▶ Document section:
Every property in England (leaving out wales, ni and scotland for simplicity) has mappend and into 20 bands (predicated with f - i don't know if f1 is the cheapest and f20 is the most expensive - or vice versa - it doesn't matter )
for example
for simplicity again - f1 is the cheapest and f20 is the most expensive to push fibre to.
say property a6 was f16. and was earmarked for completion on q4 '24 - the pot of money for f14-f16 properties was there waiting. They then do on field testing, they realised theres issues that didn't show up on maps and other already held data. They then push it back needing more money so property is put into f17 and is pushed back .
but conversly an f16 property can be pushed into a f12 pricing band by potentially new methods or equipment. Subtended olt in cabinets was one of them (sorry candlerb and Iniltous for the bad equipment wording), the use of drones was another were it brought a £100k+ install down. The use of micro cbts etc brought fibre to new areas. Also the new products for MDUs, reducing the space needed changes the f band rating.

(Point labeling data based on photos)
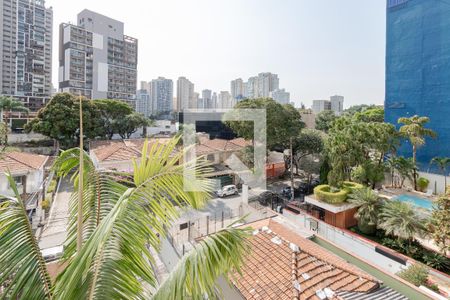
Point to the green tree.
(3, 136)
(414, 130)
(324, 120)
(282, 122)
(60, 120)
(128, 125)
(121, 219)
(369, 206)
(440, 223)
(308, 142)
(370, 115)
(112, 112)
(442, 163)
(400, 219)
(356, 144)
(11, 105)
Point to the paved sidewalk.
(55, 231)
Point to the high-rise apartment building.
(207, 99)
(267, 82)
(185, 94)
(281, 96)
(337, 104)
(252, 87)
(144, 104)
(418, 70)
(214, 101)
(321, 105)
(225, 100)
(96, 59)
(162, 94)
(26, 51)
(237, 89)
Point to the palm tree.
(10, 104)
(399, 219)
(414, 129)
(442, 163)
(123, 215)
(369, 206)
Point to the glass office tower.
(418, 70)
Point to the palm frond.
(22, 267)
(114, 260)
(197, 272)
(399, 219)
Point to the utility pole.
(292, 169)
(80, 184)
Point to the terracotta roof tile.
(270, 270)
(21, 161)
(122, 150)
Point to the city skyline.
(349, 60)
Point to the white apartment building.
(281, 96)
(96, 59)
(237, 89)
(185, 94)
(26, 51)
(225, 100)
(337, 104)
(321, 105)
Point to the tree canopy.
(352, 143)
(324, 120)
(102, 118)
(283, 122)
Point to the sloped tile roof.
(122, 150)
(275, 269)
(21, 161)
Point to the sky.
(318, 48)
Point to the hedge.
(323, 193)
(351, 186)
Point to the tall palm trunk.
(415, 168)
(80, 185)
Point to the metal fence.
(183, 234)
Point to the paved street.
(54, 233)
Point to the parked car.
(286, 192)
(227, 190)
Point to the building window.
(18, 180)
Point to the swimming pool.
(414, 200)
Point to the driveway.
(55, 231)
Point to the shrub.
(416, 274)
(351, 186)
(423, 183)
(324, 193)
(45, 205)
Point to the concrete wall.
(350, 243)
(25, 137)
(436, 182)
(33, 182)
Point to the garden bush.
(416, 274)
(324, 193)
(350, 186)
(45, 205)
(423, 183)
(52, 186)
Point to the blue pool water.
(414, 200)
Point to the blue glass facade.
(418, 70)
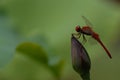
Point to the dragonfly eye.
(78, 29)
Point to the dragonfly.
(87, 30)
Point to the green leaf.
(33, 51)
(57, 68)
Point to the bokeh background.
(35, 38)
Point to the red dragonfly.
(87, 30)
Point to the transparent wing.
(87, 21)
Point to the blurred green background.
(35, 38)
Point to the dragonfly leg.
(84, 39)
(77, 35)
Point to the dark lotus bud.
(80, 59)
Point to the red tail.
(96, 37)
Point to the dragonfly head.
(78, 28)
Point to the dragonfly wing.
(87, 21)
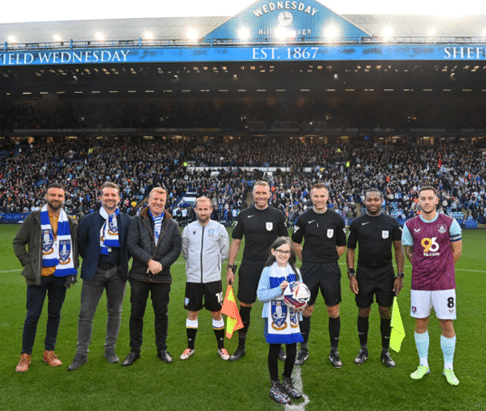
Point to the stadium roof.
(416, 26)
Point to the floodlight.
(192, 35)
(388, 33)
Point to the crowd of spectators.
(303, 113)
(194, 166)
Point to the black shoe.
(278, 394)
(301, 357)
(110, 356)
(79, 360)
(131, 358)
(165, 356)
(288, 386)
(240, 352)
(335, 360)
(387, 360)
(362, 357)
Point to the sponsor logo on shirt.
(431, 247)
(442, 229)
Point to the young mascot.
(281, 322)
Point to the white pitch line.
(298, 385)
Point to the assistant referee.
(376, 233)
(261, 225)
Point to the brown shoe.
(51, 359)
(24, 363)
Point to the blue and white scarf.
(109, 232)
(157, 225)
(282, 322)
(57, 252)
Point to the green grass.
(205, 382)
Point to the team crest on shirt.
(47, 242)
(294, 319)
(64, 251)
(112, 227)
(279, 315)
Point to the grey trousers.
(91, 293)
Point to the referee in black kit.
(376, 233)
(261, 225)
(325, 241)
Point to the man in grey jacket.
(154, 242)
(205, 245)
(46, 246)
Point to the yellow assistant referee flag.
(398, 332)
(229, 308)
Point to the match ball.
(296, 296)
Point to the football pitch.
(205, 382)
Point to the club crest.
(294, 319)
(279, 315)
(47, 242)
(64, 251)
(112, 227)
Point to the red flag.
(233, 322)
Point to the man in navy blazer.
(102, 238)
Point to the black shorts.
(323, 276)
(248, 277)
(375, 281)
(212, 293)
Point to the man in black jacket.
(102, 238)
(154, 241)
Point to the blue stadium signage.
(304, 19)
(306, 52)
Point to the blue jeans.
(160, 302)
(36, 294)
(91, 293)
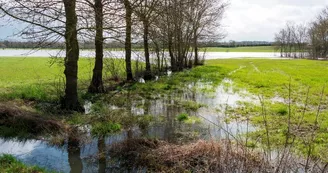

▶ Work to do:
a - Repeat the part of the post on fibre pricing bands from "for example" up to and including "pushed back .".
b - List every line of the entries that contains the word "wing".
The post on fibre pricing bands and the entries have nothing to do with each other.

▶ Responses to the tasks:
a -
for example
for simplicity again - f1 is the cheapest and f20 is the most expensive to push fibre to.
say property a6 was f16. and was earmarked for completion on q4 '24 - the pot of money for f14-f16 properties was there waiting. They then do on field testing, they realised theres issues that didn't show up on maps and other already held data. They then push it back needing more money so property is put into f17 and is pushed back .

b -
Point to the transparent wing.
Point to the dragonfly wing.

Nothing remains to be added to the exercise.